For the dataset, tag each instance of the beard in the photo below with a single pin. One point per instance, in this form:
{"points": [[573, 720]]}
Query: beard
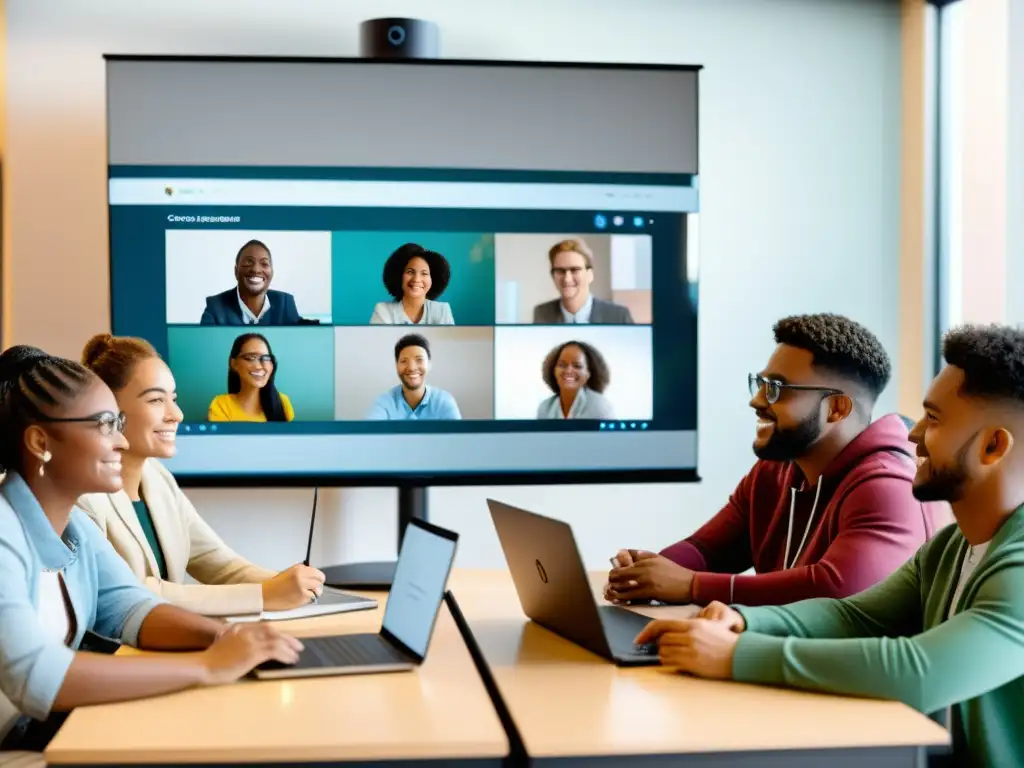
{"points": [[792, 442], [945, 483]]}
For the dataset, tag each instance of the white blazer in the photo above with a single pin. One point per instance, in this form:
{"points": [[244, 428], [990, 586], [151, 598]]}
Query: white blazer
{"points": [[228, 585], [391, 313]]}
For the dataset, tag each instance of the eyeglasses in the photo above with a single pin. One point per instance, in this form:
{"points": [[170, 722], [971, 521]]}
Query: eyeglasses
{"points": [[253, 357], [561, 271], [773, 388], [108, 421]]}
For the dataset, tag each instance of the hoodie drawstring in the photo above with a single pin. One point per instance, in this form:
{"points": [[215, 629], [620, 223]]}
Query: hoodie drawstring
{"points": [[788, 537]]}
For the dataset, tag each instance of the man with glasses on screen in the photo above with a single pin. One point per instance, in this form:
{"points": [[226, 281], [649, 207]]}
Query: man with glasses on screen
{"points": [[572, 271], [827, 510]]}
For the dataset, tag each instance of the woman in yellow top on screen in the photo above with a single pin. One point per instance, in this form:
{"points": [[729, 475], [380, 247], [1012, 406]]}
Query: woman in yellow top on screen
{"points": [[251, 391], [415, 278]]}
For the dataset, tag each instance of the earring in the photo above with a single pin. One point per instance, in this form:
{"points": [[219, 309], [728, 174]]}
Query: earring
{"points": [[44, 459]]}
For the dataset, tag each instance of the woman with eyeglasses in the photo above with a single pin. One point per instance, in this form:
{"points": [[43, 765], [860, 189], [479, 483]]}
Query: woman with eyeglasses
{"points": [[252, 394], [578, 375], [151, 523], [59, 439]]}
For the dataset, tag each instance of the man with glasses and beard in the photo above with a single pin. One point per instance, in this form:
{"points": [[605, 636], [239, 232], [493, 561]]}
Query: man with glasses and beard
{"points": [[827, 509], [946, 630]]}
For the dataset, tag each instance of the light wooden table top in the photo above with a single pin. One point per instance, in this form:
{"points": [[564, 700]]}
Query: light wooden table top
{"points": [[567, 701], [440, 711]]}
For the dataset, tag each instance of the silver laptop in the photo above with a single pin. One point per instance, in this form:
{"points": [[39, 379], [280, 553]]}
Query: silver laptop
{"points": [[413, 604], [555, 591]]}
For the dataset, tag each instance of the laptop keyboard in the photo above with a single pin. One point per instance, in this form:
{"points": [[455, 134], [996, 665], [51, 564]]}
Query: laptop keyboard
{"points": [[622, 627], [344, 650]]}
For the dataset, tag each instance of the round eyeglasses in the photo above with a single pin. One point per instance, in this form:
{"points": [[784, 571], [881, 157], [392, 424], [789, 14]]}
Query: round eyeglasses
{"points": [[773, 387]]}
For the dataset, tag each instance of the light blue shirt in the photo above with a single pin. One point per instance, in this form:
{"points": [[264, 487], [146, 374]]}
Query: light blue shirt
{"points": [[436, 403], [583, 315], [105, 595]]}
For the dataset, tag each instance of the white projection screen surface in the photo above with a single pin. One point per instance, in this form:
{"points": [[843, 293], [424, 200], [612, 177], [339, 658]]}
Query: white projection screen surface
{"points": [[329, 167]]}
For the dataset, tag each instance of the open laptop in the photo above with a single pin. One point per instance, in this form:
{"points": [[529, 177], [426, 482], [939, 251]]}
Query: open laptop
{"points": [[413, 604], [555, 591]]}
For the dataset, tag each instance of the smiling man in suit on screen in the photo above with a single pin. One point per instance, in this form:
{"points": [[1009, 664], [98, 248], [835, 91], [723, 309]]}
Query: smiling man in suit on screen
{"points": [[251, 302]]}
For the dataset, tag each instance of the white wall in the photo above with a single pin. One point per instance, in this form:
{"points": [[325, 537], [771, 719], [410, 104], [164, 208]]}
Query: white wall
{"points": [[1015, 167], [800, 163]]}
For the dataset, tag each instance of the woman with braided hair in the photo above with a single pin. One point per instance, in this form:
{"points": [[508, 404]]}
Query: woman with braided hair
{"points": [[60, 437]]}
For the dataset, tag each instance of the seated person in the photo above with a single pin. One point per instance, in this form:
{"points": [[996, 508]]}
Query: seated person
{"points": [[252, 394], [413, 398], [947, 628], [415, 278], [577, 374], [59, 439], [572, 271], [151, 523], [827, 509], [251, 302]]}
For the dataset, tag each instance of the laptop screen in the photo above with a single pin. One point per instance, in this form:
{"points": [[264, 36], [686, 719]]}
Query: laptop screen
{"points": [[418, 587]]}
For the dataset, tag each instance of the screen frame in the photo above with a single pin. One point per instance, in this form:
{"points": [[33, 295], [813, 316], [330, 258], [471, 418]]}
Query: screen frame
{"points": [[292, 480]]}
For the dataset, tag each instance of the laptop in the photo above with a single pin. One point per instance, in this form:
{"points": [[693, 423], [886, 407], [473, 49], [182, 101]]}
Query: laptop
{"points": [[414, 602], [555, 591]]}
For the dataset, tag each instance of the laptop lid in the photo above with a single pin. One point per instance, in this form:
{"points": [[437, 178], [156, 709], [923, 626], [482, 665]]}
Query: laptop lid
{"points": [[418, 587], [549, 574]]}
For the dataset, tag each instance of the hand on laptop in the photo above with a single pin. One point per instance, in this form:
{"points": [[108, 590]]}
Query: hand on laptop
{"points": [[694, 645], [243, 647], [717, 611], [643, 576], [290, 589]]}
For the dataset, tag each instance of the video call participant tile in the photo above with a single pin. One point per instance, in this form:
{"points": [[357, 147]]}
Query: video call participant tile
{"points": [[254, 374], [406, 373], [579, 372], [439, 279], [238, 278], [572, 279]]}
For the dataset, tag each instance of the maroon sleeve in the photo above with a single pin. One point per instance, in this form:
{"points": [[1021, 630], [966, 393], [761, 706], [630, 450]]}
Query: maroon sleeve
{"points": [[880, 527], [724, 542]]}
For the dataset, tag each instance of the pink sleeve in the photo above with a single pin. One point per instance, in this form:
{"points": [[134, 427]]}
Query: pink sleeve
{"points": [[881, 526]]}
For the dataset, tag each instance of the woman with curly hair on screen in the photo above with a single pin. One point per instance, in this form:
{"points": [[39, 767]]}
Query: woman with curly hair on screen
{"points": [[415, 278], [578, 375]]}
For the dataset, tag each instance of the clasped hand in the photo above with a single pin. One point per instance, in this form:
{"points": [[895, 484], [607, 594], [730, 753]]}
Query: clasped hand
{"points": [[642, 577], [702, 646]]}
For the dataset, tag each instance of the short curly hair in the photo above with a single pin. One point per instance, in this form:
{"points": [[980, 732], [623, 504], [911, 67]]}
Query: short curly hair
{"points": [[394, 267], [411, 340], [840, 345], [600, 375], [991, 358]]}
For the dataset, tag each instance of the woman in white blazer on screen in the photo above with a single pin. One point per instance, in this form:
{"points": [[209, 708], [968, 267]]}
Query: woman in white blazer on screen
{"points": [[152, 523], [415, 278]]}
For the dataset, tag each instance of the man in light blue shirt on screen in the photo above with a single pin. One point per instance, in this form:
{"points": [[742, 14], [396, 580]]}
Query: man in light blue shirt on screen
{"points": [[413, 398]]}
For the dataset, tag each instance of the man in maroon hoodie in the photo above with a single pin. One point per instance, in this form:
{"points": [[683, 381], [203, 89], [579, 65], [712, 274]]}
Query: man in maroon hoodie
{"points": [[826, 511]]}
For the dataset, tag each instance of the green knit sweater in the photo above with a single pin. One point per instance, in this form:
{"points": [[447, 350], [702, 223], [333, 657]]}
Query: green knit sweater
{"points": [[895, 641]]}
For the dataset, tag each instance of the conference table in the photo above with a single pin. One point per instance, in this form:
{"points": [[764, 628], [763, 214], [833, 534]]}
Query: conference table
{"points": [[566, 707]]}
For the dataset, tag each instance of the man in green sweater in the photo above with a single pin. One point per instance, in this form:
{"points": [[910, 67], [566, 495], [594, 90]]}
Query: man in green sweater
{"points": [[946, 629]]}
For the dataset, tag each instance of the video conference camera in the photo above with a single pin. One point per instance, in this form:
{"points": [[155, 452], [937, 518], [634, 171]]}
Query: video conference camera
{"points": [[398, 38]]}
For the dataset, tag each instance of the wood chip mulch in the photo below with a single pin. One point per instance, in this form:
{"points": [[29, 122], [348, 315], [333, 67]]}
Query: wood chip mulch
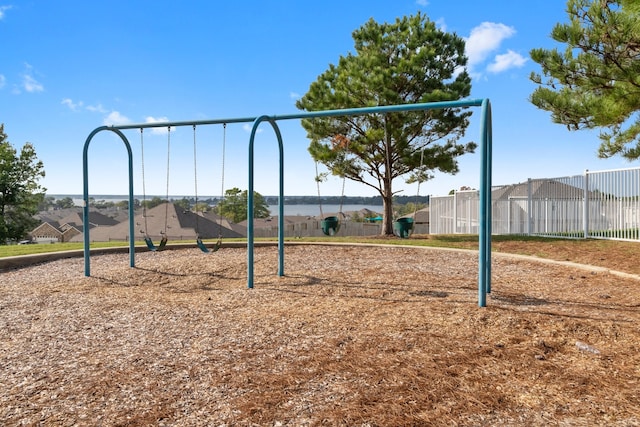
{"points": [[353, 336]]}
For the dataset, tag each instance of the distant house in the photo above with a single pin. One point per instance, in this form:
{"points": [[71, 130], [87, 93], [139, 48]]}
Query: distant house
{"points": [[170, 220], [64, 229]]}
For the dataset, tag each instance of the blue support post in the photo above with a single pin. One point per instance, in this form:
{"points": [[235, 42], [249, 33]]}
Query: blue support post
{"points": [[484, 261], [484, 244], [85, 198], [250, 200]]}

....................

* Short exercise *
Write out exactly the lines from the line holding "For the dataset, tag each instance of the distant" through the last line of the data, and nothing besides those lines.

* Task result *
For the dataset, tag each instance of the distant house in the photo above with a single pin. One point per instance, in this form:
{"points": [[71, 130], [87, 93], [139, 48]]}
Query: distant house
{"points": [[170, 220], [64, 229]]}
For the dataset, tag each instance of the blue support post in the photo above with a single pin. One point per instance, in this form:
{"points": [[235, 42], [249, 33]]}
Query: blue support post
{"points": [[484, 261], [484, 244], [85, 198], [250, 200]]}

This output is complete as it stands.